Aussi, la revendication d’une partie de la communauté homosexuelle d’avoir accès à l’adoption, à la fécondation in vitro (FIV) ou à l’intermédiaire de « mères porteuses  » doit-elle être pensée à l’aune de cette évidence.

Elle suppose, au préalable, que soit débattue la question substantielle de la parentalité.

Nous pressentons bien qu’être parents aujourd’hui impose un changement dans l’ordre des valeurs du passé, notamment quant à la différenciation nécessaire de leur sexe. Sur ce point, pédopsychiatres et psychanalystes sont loin d’être en accord et aucune étude, faute de recul, n’a pu être encore menée.

Inventer de nouvelles relations

Quant au recours à la FIV, à juste titre le professeur René Frydman insiste sur le fait qu’il s’agit avant tout d’une thérapeutique n’ayant pas vocation à devenir simple opportunité de convenance. A cet égard, au titre de la réciprocité des droits auxquels aspirent les militants homosexuels, il faut nous interroger sur le bouleversement culturel qu’engendrerait la généralisation d’une telle pratique pouvant déboucher sur l’instauration d’une véritable « banque de sperme » en passe de devenir un supermarché de la procréation. Elle impliquerait, entre autres, d’admettre que la constitution essentielle de l’être humain est avant tout sociale, et que son patrimoine génétique

y jouerait un rôle négligeable, ce que les actuelles données scientifiques tendent à contredire.

Enfin je ne suis pas sûr que s’orienter vers des mères porteuses « professionnelles », comme j’ai eu l’occasion de le lire, soit un réel progrès humain, enfanter ne devenant qu’une simple technique totalement dépourvue de tout affect.

#### [Consigne donnée A]
Renvoyez chaque ligne des enregistrements ci-dessous contenant la chaîne « rings », en tenant compte de la casse.

Annotations par points pour photos:

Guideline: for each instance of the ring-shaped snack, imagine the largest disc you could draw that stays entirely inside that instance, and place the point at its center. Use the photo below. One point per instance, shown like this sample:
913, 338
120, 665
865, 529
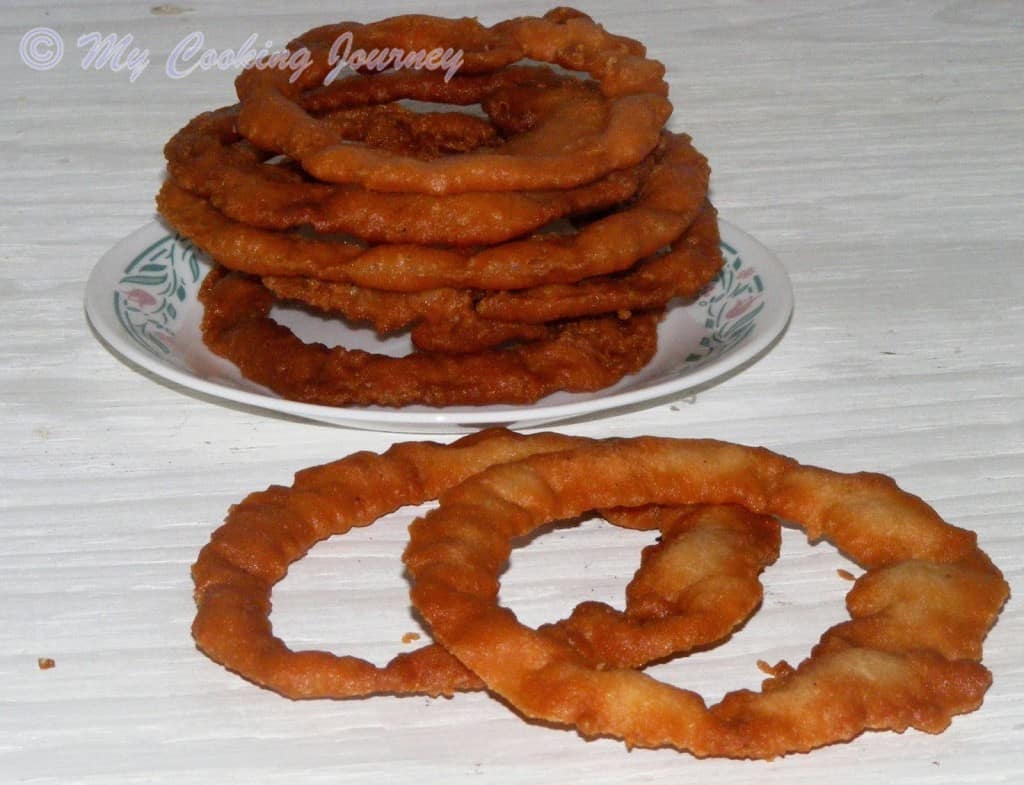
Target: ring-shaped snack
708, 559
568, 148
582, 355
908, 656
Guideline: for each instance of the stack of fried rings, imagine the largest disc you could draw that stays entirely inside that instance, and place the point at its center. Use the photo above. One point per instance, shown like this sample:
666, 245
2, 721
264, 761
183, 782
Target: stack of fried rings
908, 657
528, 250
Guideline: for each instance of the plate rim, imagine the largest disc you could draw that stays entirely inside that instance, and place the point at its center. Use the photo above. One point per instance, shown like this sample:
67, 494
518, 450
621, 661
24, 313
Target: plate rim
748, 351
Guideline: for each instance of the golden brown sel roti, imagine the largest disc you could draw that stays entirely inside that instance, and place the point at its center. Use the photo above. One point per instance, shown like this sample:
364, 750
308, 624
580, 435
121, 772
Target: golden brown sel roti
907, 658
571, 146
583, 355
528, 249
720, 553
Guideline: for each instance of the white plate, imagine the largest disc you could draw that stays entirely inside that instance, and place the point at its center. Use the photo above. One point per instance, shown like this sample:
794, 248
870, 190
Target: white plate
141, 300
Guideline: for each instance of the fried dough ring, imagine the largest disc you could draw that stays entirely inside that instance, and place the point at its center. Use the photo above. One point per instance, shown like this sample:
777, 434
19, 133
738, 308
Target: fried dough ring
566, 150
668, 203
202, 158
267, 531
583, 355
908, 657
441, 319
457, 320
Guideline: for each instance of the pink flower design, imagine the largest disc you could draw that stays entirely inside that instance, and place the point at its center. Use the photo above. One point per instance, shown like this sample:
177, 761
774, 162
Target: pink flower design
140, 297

#### [Consigne donnée B]
Poursuivez le passage cité sur la parentalité et la procréation chez les couples homosexuels, en reprenant après sa dernière phrase.

#### [Réponse rédigée A]
Guideline: for each instance of the stack of fried rings, imagine the largest disc you could draw that stays entirely inside that instance, and place the point at its center. Use the photo above. One point per instance, shown like this sample:
Target: stack of fried rings

#### [Réponse rédigée B]
Il est d’ailleurs assez paradoxal de voir les tenants de l’homoparentalité tout à la fois endosser les convenances bourgeoises les plus traditionnelles, pour régler leurs rapports avec la société, et en référer à Michel Foucault.

C’est oublier que le philosophe les appelait à innover dans leurs relations sociales en créant de nouvelles pratiques et une nouvelle culture. « Il s’agit, je ne dis pas de redécouvrir, mais bel et bien de fabriquer d’autres formes de plaisirs, de relations, de coexistences, de liens, d’amours, d’intensités. »

C’est dire combien le combat mené par les organisations homosexuelles questionne notre paradigme sociétal et nécessite un réel débat, ne pouvant être circonscrit aux simples cercles d’influences des militantismes pro ou anti-gais. Car il reste un élément incontournable, qui semble avoir été oublié dans les diverses passions qui se sont emparées du sujet : il n’y a pas de rapports sexuels, pour reprendre le célèbre aphorisme de Lacan, et un homme ne sera jamais une femme. De même, un enfant sera toujours, quel qu’en soit le mode, le produit d’un rapport de sexes différents. Nous avons oublié que le désir d’enfant n’est pas (encore) un droit.

« Etre libre, disait Sartre, ce n’est pas faire ce que l’on veut, mais c’est vouloir ce que l’on peut. »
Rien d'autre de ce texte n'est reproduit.